=== Assigned task ===
Start at the line below containing "Target: sofa seat cushion" and stop at the line containing "the sofa back". Repeat every line of that stretch exactly, and nothing outside it.

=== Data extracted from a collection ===
++++++

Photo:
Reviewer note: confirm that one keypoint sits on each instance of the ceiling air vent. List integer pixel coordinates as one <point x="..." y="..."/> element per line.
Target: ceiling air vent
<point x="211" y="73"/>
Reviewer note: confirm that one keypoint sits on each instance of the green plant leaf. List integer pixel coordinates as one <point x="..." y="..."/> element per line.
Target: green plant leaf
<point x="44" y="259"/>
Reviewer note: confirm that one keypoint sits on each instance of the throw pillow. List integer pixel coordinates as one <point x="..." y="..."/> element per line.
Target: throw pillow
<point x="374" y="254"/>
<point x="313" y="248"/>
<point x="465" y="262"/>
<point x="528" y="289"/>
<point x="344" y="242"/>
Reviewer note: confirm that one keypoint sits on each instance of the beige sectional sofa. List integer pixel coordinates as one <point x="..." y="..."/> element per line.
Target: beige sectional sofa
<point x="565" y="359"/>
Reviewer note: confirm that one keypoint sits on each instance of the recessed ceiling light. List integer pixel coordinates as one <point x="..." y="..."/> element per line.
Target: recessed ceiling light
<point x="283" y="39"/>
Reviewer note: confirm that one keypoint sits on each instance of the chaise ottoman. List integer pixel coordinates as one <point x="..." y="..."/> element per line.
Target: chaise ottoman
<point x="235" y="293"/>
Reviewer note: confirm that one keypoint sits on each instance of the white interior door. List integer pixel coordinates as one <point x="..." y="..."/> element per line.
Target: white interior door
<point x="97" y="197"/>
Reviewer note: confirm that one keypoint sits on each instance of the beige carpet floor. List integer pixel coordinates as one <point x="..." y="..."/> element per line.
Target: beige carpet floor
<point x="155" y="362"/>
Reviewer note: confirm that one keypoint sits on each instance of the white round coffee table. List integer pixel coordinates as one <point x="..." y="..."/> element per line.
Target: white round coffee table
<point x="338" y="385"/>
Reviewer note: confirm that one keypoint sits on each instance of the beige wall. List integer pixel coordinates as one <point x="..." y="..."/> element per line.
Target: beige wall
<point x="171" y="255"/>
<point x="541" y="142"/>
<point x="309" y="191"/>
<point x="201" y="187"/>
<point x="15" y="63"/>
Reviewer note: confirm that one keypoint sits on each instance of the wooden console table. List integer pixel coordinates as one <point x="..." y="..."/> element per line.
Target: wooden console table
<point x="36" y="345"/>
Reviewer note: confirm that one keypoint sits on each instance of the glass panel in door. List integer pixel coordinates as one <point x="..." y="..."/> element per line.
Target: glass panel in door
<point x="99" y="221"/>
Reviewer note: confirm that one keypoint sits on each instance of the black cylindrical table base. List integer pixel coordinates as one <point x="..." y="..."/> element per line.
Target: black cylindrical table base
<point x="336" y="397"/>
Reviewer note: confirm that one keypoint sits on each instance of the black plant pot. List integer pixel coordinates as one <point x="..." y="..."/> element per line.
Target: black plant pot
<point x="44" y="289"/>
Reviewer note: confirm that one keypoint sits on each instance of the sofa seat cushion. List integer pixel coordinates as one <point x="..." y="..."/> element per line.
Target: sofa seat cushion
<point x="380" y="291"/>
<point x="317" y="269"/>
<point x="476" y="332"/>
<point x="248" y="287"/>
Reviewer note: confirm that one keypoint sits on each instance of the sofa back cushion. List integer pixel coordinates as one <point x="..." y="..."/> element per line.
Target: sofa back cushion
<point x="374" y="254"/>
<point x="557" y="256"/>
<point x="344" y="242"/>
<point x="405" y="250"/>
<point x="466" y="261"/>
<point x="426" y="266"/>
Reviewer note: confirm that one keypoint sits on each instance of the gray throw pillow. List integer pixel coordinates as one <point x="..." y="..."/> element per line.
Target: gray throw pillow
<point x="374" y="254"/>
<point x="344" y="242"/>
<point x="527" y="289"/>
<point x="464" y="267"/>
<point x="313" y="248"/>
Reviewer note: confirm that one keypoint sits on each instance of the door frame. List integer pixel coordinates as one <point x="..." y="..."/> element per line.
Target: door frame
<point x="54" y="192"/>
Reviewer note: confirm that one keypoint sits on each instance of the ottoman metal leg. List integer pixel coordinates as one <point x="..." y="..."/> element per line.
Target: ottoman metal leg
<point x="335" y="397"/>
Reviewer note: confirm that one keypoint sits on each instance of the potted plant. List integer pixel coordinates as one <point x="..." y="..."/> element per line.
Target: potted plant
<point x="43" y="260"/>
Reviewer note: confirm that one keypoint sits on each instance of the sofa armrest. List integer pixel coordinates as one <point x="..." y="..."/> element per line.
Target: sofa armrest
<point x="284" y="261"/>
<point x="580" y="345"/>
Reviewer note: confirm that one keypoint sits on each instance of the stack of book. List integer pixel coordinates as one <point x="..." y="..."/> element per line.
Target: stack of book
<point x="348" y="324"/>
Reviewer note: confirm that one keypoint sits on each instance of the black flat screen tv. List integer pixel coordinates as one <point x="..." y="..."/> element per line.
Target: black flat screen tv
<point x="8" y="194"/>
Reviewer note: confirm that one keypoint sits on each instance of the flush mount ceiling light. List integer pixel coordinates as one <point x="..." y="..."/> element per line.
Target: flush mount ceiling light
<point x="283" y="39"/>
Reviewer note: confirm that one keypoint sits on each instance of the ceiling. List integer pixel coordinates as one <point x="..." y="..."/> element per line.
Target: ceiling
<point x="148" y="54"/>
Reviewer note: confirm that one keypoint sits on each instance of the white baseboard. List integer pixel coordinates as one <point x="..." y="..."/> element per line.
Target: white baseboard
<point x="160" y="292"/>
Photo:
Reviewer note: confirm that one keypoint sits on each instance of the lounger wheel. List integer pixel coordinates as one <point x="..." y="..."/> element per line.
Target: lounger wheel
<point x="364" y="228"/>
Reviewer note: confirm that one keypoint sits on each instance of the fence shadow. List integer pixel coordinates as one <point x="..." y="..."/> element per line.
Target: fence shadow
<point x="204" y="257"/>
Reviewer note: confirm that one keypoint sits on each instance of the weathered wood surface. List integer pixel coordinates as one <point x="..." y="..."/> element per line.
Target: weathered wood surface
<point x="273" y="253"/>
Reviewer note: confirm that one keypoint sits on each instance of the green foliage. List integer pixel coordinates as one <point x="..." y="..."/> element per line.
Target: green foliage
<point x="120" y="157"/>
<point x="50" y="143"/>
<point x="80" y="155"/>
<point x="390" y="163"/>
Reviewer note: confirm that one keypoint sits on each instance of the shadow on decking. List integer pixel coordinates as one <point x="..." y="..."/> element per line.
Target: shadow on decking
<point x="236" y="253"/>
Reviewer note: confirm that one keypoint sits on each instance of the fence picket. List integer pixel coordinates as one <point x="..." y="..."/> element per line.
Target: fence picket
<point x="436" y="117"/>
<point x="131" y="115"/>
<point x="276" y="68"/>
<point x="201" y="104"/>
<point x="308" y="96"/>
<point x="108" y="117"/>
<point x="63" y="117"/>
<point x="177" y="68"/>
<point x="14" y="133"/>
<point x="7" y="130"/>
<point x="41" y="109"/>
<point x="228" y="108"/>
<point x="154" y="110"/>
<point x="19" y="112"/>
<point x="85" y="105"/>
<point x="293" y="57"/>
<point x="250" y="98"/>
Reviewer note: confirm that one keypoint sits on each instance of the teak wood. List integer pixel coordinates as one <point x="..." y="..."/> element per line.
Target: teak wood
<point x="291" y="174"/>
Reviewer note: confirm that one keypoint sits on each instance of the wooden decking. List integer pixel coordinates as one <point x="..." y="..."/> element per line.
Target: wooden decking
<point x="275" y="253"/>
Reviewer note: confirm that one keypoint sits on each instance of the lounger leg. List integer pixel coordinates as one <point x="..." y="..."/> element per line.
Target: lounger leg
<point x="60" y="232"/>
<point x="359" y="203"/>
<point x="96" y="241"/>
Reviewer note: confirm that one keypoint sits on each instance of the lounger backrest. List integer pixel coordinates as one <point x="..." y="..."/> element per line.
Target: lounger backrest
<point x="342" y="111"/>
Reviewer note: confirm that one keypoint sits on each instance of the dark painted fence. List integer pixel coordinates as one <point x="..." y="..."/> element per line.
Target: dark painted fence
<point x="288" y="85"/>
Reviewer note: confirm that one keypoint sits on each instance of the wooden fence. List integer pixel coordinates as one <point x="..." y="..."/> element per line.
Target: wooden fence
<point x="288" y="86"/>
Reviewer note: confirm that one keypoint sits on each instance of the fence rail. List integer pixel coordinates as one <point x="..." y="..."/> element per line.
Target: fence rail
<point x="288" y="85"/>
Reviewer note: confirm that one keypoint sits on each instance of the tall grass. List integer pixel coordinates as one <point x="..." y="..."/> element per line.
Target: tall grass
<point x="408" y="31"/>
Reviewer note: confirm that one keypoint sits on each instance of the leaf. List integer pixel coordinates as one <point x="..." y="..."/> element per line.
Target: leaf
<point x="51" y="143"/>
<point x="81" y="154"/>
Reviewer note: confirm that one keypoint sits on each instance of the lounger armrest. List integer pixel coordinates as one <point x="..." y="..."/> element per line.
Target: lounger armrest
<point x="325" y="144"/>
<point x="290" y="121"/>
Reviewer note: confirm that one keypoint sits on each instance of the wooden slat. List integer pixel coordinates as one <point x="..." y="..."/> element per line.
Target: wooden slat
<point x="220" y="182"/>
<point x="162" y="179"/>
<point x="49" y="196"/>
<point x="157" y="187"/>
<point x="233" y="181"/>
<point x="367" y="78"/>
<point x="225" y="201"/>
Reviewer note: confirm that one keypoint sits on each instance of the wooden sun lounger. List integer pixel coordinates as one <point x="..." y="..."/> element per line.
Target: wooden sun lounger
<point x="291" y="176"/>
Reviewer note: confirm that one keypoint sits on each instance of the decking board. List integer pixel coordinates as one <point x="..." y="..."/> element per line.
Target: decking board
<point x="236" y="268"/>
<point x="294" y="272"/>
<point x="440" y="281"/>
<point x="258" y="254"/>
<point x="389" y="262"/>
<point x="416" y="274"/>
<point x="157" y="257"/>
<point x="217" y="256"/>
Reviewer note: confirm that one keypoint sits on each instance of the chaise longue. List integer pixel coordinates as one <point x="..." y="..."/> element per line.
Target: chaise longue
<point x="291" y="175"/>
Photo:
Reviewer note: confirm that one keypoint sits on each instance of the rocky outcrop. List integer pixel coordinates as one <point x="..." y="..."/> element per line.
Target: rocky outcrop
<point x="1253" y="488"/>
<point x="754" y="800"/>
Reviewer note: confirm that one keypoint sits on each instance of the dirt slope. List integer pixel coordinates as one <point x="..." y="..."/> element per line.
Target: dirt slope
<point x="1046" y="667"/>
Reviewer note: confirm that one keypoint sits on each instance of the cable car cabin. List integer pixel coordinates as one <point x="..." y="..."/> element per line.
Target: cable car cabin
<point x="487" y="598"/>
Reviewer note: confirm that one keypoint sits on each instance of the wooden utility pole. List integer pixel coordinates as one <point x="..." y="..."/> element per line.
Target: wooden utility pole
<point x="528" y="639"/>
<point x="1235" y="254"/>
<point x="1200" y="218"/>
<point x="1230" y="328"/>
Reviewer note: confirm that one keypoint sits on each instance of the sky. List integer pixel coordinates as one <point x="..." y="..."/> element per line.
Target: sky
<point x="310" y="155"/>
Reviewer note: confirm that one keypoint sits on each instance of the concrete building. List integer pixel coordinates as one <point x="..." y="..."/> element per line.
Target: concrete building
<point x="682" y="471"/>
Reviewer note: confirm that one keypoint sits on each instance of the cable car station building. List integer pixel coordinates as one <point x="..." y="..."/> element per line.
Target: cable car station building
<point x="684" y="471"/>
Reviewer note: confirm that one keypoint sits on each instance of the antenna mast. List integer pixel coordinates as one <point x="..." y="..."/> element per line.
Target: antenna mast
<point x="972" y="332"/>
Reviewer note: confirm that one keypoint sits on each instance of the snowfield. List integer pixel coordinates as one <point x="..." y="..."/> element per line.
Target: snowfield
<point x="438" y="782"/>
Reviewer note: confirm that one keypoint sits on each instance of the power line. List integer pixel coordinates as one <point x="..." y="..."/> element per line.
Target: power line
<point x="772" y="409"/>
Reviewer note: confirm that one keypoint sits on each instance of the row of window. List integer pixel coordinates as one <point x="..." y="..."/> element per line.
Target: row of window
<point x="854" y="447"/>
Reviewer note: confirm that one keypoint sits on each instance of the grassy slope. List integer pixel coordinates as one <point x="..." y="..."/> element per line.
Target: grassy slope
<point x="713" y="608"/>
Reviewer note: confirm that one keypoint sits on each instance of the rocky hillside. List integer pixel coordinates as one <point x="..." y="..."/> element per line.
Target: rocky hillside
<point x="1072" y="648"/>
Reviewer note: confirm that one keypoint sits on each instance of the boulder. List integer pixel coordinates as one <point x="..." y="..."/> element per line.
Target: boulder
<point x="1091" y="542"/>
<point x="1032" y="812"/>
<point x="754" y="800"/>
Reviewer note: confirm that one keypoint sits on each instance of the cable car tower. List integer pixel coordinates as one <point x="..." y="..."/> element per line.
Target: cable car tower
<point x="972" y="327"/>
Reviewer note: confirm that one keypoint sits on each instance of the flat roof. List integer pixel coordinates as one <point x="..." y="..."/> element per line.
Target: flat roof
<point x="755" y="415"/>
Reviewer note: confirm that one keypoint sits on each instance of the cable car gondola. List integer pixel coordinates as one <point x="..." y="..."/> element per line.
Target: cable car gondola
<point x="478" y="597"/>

++++++

=== Answer to this exercise ===
Target: sofa seat cushion
<point x="380" y="291"/>
<point x="317" y="269"/>
<point x="476" y="332"/>
<point x="248" y="287"/>
Reviewer note: confirm that one keypoint sits on each instance of the sofa back cushion. List integer pixel coordinates as one <point x="..." y="..."/> element per line.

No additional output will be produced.